*Work to complete*: Write out every line of the data below exactly as given.

*The data*:
---

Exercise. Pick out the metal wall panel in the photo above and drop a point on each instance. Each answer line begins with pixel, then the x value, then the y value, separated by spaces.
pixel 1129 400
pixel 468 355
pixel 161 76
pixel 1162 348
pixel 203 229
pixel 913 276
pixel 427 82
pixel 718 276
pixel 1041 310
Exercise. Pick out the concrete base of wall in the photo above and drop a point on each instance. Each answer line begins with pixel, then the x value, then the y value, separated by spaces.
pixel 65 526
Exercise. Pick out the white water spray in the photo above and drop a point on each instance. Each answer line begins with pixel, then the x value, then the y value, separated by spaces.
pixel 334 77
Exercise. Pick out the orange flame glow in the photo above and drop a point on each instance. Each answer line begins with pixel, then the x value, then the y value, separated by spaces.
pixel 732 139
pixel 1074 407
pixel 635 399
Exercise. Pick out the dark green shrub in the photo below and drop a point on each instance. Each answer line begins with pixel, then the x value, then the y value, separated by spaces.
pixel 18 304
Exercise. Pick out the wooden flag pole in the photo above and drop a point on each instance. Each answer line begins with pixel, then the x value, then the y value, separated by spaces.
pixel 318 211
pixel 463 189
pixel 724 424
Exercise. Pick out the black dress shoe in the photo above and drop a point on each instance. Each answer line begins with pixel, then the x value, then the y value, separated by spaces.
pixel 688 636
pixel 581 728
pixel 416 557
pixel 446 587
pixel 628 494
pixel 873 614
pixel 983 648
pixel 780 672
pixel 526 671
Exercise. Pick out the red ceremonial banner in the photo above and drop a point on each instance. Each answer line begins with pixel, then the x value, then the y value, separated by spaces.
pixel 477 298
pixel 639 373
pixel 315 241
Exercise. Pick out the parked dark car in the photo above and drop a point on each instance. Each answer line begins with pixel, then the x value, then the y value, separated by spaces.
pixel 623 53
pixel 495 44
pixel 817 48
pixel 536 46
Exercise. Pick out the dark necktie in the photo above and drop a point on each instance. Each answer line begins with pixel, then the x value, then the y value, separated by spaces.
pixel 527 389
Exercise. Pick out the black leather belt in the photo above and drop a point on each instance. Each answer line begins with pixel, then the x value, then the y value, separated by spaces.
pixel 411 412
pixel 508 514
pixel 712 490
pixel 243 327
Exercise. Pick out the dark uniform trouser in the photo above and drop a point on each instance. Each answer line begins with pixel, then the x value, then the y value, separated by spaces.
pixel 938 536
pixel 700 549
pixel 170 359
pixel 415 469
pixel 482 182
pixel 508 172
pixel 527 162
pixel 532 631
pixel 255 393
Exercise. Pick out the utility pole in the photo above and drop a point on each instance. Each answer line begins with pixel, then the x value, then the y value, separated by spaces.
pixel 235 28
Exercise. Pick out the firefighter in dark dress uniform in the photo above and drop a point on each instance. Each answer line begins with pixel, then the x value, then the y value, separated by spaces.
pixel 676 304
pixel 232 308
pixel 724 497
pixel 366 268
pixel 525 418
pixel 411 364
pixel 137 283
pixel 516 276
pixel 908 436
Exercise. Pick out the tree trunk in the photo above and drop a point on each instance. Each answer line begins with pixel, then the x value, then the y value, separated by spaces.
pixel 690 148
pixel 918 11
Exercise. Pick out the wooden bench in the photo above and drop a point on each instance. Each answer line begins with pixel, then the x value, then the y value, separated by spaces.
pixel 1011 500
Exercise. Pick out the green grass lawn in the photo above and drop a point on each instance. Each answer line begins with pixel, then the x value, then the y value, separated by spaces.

---

*Task output*:
Exercise. Pick out the metal wall panel in the photo above and drop a point on each instance. Each answer line begins with pixel, then the x value, then the y value, separated by spaces.
pixel 1129 400
pixel 468 355
pixel 161 76
pixel 1162 348
pixel 203 229
pixel 913 276
pixel 427 82
pixel 718 276
pixel 1041 310
Exercise. Pick out the concrete base of wall in the photo above and drop a point on each instance. Each answer line begins with pixel, then the x value, then the y value, separated by spaces.
pixel 65 526
Exercise. Pick out the white water spray in the photo above and drop a point on each instance. Each answer line begins with pixel, then the x value, then the y value, separated by spaces.
pixel 334 77
Exercise. Pick out the orange flame glow in the photo above and drop a point on each instance. Each answer line begins with pixel, then the x value, then the y value, separated by spaces.
pixel 732 139
pixel 1074 407
pixel 635 399
Exercise. Pick out the dark green shrub in the photo below and drop a point on each instance. Each answer line begins with pixel, then the x value, then the y value, separated by spaces.
pixel 18 304
Exercise. Pick out the wooden flag pole in the photo above and drop a point on each instance. Each answer line begins with pixel, then the x value, then the y value, separated by spaces.
pixel 318 211
pixel 463 189
pixel 724 424
Exercise. Pick out the black dress shoe in the photo above and drop a point on each instance. Each answer line begins with pixel, then the x value, then the y value, separated by spaces.
pixel 688 636
pixel 581 728
pixel 416 557
pixel 446 587
pixel 628 494
pixel 873 614
pixel 983 648
pixel 780 672
pixel 526 671
Exercise. Pick out the red ceremonial banner in the photo above and drop a point on each instance. Each answer line begins with pixel, then the x value, then the y value, separated by spaces.
pixel 477 298
pixel 639 373
pixel 315 241
Exercise. Pick out the parked dark car in the photo above and drop a point on each instance. Each answer line begins with pixel, then the x value, then the y value, separated by spaces.
pixel 623 53
pixel 495 44
pixel 817 48
pixel 536 46
Exercise. Pick out the dark necktie in the photo above and drop a point on each instance. Each answer line begins with pixel, then the x value, then the y value, separated by spaces.
pixel 527 389
Exercise. Pick out the black leather belt in the photo above and drop a point on each instance. Each answer line begins with pixel, then the x value, then the y value, separated by spaces.
pixel 411 412
pixel 508 514
pixel 712 490
pixel 243 327
Exercise. Pick out the dark uniform trouser in the photo above and drop a point on each instance. Each answer line begins with pixel, then the x value, then the y value, separated by spaces.
pixel 938 536
pixel 700 549
pixel 170 359
pixel 415 469
pixel 482 182
pixel 508 172
pixel 527 162
pixel 532 631
pixel 255 393
Exercise. Pick out the utility pole in the photo above and drop a point on each instance. Each answer line begins with pixel, then the x value, then the y value, separated by spaces.
pixel 235 28
Exercise. Pick out the firefighter in dark dress uniform in the photo above and drop a point on each instance. Each answer line begins with pixel, then the x value, then the y value, separated by spaces.
pixel 676 304
pixel 232 308
pixel 724 497
pixel 366 268
pixel 525 418
pixel 411 364
pixel 137 283
pixel 516 276
pixel 908 436
Exercise. Pick out the tree trunk in the photo above and drop a point on each instance. Each answer line begins with pixel, then the x value, then the y value, separated by spaces.
pixel 690 148
pixel 918 11
Exercise. Pick out the wooden bench in the photo above and drop a point on each instance. Each answer line begins with pixel, then the x value, then the y value, separated by spaces.
pixel 1011 500
Exercise. Pick out the green grass lawn in the photo above and drop a point on each instance. Each answer line begins with pixel, then the x value, then the y value, separated by spaces.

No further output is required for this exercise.